======== Dataset records ========

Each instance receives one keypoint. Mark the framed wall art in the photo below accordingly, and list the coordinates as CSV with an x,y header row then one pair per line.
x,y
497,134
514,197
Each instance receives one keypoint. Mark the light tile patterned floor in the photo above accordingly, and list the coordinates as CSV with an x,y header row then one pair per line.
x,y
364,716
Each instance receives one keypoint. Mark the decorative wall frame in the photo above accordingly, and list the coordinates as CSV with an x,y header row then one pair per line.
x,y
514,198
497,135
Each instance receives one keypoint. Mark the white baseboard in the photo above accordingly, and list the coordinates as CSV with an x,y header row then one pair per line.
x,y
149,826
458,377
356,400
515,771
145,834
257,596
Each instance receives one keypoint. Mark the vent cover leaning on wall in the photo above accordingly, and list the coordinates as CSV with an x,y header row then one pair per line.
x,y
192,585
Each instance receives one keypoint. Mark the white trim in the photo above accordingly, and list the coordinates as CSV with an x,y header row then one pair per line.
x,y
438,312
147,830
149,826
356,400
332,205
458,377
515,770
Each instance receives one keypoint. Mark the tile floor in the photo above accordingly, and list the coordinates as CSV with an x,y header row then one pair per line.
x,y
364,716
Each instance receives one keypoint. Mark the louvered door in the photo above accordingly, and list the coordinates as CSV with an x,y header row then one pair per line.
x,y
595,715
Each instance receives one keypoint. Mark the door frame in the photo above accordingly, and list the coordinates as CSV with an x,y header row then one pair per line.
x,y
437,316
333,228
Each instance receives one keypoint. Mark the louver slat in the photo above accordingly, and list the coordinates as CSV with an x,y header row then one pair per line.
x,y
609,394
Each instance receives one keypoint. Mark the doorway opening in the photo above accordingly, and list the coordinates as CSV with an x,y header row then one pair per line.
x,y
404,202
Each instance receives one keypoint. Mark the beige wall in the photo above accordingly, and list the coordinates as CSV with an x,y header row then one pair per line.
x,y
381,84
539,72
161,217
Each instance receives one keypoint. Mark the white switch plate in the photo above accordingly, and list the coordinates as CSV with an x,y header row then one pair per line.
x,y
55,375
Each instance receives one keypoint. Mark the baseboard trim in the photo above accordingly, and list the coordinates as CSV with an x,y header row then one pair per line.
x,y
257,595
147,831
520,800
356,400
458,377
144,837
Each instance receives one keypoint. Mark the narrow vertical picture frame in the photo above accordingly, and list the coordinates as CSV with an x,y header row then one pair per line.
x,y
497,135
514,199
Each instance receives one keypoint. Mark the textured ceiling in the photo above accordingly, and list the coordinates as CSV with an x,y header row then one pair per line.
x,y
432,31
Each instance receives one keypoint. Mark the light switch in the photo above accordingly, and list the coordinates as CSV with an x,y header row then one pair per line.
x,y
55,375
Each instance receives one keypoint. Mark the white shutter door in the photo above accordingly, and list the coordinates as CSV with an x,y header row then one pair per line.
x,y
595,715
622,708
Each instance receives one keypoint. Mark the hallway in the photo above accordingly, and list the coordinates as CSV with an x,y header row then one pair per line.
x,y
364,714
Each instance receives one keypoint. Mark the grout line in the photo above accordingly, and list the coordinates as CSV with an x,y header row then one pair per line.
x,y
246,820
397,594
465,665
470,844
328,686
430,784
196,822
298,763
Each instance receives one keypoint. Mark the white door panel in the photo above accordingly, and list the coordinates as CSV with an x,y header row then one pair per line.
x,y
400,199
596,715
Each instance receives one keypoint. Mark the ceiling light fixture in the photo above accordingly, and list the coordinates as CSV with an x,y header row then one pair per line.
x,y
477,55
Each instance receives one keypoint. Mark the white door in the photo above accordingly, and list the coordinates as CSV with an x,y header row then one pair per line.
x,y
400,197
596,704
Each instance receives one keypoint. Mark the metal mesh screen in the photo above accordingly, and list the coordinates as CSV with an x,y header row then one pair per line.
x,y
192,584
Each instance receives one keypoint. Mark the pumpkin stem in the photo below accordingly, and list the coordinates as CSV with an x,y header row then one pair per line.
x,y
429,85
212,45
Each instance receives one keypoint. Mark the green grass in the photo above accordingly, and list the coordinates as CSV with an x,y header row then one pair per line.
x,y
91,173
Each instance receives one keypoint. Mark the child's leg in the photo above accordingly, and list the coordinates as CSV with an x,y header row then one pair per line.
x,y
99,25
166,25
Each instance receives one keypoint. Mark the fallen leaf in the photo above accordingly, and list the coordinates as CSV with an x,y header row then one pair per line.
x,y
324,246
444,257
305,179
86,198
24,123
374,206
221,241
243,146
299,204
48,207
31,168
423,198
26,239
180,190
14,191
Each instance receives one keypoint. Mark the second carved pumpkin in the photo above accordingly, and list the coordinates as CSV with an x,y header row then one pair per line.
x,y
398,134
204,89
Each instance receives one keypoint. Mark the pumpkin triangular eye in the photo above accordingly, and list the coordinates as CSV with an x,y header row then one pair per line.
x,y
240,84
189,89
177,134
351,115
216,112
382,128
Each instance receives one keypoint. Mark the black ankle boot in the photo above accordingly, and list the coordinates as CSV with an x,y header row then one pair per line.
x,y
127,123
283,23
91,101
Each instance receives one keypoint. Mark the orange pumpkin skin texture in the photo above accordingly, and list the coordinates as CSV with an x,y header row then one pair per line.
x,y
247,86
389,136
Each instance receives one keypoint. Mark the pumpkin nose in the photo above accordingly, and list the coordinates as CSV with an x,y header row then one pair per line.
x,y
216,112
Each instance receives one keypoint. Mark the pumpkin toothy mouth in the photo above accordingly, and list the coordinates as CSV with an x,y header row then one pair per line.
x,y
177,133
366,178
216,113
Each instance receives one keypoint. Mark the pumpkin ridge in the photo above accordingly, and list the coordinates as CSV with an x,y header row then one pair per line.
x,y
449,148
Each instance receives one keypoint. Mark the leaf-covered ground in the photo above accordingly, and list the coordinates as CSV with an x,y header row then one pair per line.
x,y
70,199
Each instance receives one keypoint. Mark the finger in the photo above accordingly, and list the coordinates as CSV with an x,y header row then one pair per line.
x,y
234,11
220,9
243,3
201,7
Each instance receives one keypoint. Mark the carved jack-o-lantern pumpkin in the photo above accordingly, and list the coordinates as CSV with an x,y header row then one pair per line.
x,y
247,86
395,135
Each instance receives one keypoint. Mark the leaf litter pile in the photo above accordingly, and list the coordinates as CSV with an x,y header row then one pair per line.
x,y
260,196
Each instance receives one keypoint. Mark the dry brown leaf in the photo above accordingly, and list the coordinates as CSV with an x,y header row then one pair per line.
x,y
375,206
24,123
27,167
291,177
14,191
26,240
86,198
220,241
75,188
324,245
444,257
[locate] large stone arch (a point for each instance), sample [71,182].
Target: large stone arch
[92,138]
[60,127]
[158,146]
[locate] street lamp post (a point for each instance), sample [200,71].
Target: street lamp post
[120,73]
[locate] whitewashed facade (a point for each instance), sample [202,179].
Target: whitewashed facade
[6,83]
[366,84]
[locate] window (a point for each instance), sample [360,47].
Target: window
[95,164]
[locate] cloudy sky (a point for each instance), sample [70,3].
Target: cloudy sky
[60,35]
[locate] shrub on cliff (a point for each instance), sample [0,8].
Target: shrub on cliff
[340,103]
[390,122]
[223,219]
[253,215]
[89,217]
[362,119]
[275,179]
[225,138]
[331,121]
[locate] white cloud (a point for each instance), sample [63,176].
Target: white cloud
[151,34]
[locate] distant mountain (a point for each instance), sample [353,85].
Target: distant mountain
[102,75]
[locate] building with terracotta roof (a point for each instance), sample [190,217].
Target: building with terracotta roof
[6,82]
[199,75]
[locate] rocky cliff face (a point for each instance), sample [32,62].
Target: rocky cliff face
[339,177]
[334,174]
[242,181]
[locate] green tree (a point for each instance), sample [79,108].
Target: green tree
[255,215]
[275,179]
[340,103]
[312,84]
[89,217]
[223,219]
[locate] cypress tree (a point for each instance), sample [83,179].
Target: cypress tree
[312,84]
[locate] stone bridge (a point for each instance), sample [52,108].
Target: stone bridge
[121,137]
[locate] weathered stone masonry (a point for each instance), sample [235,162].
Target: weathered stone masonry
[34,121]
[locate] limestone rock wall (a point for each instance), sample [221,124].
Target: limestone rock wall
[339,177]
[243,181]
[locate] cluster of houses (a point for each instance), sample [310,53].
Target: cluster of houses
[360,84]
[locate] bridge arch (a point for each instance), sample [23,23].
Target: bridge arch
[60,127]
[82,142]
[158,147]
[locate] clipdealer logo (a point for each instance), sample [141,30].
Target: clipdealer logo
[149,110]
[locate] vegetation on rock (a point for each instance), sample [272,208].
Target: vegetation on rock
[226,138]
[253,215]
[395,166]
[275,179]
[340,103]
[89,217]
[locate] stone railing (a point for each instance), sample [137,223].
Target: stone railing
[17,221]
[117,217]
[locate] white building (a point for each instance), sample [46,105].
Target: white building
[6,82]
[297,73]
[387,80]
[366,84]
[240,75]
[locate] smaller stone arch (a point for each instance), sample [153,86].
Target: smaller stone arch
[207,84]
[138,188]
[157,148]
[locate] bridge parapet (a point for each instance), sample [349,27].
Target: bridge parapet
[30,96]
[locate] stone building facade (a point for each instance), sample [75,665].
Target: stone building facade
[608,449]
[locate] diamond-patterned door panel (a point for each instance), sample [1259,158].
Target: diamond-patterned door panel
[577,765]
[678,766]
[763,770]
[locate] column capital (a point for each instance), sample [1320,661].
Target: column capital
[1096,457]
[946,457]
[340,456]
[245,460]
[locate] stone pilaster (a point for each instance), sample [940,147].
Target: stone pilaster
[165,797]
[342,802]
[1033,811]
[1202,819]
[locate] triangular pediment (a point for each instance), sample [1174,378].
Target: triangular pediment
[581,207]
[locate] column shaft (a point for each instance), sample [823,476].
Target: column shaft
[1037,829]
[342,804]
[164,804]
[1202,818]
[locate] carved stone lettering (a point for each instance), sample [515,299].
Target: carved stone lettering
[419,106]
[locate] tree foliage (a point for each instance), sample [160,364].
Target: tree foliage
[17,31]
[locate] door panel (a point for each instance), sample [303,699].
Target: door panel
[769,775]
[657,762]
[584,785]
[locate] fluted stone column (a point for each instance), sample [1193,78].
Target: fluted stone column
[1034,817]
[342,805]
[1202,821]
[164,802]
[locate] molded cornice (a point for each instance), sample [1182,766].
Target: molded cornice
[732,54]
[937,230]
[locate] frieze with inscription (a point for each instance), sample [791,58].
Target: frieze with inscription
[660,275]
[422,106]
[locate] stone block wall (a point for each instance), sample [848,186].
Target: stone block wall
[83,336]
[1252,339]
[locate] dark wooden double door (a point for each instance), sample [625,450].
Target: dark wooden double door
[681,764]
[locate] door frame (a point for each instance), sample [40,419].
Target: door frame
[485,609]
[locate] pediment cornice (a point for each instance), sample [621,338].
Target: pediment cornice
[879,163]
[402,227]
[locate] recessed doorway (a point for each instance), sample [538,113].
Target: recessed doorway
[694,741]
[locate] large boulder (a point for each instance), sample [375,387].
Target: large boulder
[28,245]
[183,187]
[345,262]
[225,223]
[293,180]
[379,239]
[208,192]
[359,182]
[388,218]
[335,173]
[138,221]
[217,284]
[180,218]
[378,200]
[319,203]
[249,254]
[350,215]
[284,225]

========

_Your goal_
Repeat exactly the lines from the one containing "[locate] door frame" through the last line of the records above, both included, and nothing else.

_Result of this task_
[locate] door frame (a point for each instance), sample [40,419].
Target: door frame
[485,609]
[locate] pediment cornice (a point for each instance), sample [621,338].
Target: pediment cornice
[879,163]
[402,227]
[locate] recessed doorway (a point for each instance), sample [538,113].
Target: recessed doorway
[694,741]
[locate] large boulder (a point for each instance), sample [375,387].
Target: large boulder
[28,245]
[183,187]
[345,262]
[225,223]
[293,180]
[379,239]
[208,192]
[359,182]
[388,218]
[335,173]
[138,221]
[217,284]
[180,218]
[378,200]
[319,203]
[249,254]
[350,215]
[284,225]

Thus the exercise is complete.